Entries shown:
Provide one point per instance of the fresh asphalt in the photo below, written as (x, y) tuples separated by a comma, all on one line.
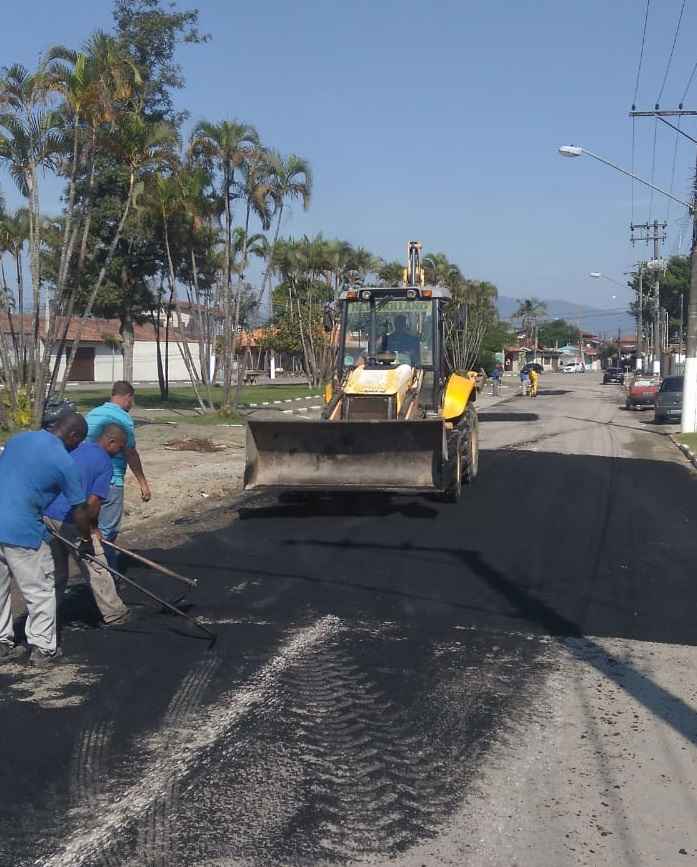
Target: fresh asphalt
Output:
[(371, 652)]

---

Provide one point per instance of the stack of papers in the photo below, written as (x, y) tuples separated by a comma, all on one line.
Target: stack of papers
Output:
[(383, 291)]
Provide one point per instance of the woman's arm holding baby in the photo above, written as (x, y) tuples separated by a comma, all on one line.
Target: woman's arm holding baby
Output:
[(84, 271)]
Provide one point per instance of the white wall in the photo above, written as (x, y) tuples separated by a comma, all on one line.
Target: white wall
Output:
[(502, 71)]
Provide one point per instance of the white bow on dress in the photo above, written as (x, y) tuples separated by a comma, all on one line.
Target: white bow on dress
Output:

Work required:
Rewrite the listing lines between the one holding "Provide one point per instance of the fresh" and the one holding "[(371, 652)]", inclusive, swapping "wet asphalt" in for "fresh asphalt" and keeping everything else the same. Give only those lines, and leave the picture out.

Answer below:
Provide one point per instance of the wet asphalt in the photo below, written as (x, y) tuples separated by a comma, all on one line.
Target: wet asphalt
Output:
[(371, 652)]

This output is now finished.